# Available records start

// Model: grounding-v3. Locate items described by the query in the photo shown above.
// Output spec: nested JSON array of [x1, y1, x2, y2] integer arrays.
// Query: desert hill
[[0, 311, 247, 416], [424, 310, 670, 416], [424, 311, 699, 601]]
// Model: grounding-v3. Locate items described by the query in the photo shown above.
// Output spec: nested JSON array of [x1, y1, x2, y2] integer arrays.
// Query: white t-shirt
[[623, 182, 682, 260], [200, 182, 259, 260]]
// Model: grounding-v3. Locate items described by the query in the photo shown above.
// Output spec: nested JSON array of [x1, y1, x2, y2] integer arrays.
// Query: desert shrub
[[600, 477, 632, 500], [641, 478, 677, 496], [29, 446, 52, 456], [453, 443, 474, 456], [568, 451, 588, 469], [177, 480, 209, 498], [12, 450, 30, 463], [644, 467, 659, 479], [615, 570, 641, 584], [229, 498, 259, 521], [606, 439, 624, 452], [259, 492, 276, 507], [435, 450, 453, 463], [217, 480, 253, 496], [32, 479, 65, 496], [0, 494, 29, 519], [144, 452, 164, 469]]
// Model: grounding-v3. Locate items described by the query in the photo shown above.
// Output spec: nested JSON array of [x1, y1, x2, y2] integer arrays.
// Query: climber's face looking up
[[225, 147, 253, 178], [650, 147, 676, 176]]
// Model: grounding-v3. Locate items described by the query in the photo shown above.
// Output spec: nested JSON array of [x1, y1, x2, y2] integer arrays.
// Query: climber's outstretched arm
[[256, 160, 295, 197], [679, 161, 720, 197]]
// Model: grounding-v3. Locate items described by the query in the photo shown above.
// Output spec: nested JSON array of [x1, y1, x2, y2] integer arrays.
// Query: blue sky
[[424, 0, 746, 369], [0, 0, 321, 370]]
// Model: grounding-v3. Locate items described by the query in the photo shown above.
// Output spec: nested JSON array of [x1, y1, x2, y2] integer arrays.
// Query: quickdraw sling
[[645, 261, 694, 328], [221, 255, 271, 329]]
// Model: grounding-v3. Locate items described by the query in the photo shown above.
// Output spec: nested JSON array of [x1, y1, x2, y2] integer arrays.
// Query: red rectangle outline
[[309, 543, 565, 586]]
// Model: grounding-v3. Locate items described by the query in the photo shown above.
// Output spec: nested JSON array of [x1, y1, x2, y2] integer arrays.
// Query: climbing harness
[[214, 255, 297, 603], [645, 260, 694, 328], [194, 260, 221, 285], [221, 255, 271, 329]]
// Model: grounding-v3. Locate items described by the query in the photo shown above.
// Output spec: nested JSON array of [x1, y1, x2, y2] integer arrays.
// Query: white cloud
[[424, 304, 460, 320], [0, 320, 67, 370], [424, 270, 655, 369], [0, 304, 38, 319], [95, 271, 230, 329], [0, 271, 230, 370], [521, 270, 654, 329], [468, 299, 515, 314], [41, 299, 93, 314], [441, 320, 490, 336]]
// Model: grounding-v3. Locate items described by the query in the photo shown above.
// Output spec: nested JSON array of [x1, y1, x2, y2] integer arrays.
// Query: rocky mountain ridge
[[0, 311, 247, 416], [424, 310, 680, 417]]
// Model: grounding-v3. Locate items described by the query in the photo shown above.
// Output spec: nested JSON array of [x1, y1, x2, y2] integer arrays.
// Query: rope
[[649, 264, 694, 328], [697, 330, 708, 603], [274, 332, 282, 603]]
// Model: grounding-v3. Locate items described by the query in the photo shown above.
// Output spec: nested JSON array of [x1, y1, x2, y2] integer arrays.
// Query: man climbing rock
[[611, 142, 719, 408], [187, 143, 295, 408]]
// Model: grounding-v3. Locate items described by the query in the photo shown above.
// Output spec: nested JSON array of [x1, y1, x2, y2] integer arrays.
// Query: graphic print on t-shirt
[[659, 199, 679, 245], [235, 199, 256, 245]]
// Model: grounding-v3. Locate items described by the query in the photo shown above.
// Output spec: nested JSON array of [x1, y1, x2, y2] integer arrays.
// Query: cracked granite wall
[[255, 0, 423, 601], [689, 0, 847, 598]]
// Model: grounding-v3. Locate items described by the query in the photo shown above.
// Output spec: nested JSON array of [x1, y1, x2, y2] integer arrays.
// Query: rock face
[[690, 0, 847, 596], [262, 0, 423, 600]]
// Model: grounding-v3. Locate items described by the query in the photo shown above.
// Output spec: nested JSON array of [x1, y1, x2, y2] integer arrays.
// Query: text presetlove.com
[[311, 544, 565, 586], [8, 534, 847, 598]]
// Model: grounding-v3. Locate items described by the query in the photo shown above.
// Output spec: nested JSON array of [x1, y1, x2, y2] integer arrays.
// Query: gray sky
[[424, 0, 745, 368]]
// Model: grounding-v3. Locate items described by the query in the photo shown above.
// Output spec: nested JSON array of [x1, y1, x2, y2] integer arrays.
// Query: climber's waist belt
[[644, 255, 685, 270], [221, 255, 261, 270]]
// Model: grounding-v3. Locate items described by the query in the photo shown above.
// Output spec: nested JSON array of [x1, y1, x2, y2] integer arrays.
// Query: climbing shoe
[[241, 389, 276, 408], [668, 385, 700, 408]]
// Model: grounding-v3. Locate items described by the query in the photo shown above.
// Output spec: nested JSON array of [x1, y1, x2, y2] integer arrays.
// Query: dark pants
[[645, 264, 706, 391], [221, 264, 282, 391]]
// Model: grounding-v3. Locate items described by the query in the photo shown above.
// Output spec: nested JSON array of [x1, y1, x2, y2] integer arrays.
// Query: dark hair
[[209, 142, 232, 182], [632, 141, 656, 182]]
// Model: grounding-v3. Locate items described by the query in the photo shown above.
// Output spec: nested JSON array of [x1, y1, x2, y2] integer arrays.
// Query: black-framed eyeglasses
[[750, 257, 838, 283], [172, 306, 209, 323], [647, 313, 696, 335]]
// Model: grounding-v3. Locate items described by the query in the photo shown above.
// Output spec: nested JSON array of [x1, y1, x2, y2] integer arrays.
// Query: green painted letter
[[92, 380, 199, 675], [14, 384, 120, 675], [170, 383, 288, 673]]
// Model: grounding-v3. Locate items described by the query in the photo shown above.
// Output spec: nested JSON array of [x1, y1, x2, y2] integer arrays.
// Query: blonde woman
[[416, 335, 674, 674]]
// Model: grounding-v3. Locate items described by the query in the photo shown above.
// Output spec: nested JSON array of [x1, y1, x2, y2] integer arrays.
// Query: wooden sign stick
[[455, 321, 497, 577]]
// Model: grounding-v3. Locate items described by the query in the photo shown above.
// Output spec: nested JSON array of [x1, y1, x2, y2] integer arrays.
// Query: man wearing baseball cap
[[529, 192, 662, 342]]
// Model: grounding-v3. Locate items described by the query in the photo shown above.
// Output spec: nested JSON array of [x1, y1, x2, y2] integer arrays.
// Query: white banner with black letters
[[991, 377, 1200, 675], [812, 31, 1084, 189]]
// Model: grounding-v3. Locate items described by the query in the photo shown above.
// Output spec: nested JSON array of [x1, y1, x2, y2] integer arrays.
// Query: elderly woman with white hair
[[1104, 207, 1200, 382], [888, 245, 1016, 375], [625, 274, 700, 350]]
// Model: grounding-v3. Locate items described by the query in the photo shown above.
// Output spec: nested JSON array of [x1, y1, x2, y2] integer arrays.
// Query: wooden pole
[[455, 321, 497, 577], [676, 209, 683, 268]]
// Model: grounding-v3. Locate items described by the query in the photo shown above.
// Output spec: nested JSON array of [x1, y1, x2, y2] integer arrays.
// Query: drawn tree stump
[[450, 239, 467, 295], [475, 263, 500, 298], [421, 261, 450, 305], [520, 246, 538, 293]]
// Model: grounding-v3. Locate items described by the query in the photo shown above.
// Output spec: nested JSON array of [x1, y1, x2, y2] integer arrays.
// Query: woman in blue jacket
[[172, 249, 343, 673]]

# Available records end

To do
Copy everything from the start of the data down to the line containing "[[645, 261, 694, 328], [221, 255, 271, 329]]", inclusive. Shift each bounding box coordinate in those lines by adding 46 to it, and keep all other lines unchanged.

Answer for the task
// Model: grounding-v3. Locate items described by the query in the photo shown above.
// Output spec: nested JSON array of [x1, y1, x2, y2] integer arrays.
// Query: desert hill
[[46, 357, 293, 462], [470, 356, 716, 462], [470, 357, 745, 647]]
// Model: grounding-v3. Locate items described by the query in the photo shown above.
// Output spec: nested JSON array of [x1, y1, x2, y2] integer arrays.
// Query: white t-shirt
[[669, 228, 728, 306], [246, 228, 305, 306]]
// Model: grounding-v3. Locate items described by the query in the photo shown above.
// Output spec: nested JSON array of [x1, y1, x2, y2] integer arrays.
// Query: desert shrub
[[646, 523, 678, 546], [687, 524, 723, 542], [75, 492, 98, 502], [499, 489, 520, 502], [614, 497, 634, 515], [223, 526, 255, 544], [58, 496, 76, 509], [690, 513, 705, 525], [661, 616, 687, 630], [275, 544, 305, 567], [652, 485, 670, 498], [305, 538, 322, 553], [481, 496, 499, 509], [263, 526, 299, 542], [78, 525, 111, 542], [46, 540, 75, 565], [190, 498, 210, 515]]
// Model: grounding-v3. Locate items described by the query in the photo shown above.
// Output spec: nested JSON array of [x1, y1, x2, y2] integer arrays.
// Query: climber's face looking up
[[271, 193, 299, 224], [696, 193, 722, 222]]
// Model: grounding-v3. Locate items described by the query in the photo shown above.
// Output spec: nested JSON array of [x1, y1, x2, y2] integer arrays.
// Query: climber's outstretched arm
[[302, 206, 341, 243], [725, 207, 766, 243]]
// Model: grounding-v3. Locate items described by the query in the photo shown above.
// Output spec: nested JSON array of [x1, y1, x2, y2] integer arrays.
// Query: blue sky
[[470, 46, 792, 415], [46, 46, 367, 416]]
// Model: grounding-v3. Locate items described by the query in the photo shown above.
// Output spec: nested JSON array of [x1, y1, x2, y2] integer arrays.
// Query: quickdraw sling
[[691, 307, 740, 374], [267, 301, 317, 375]]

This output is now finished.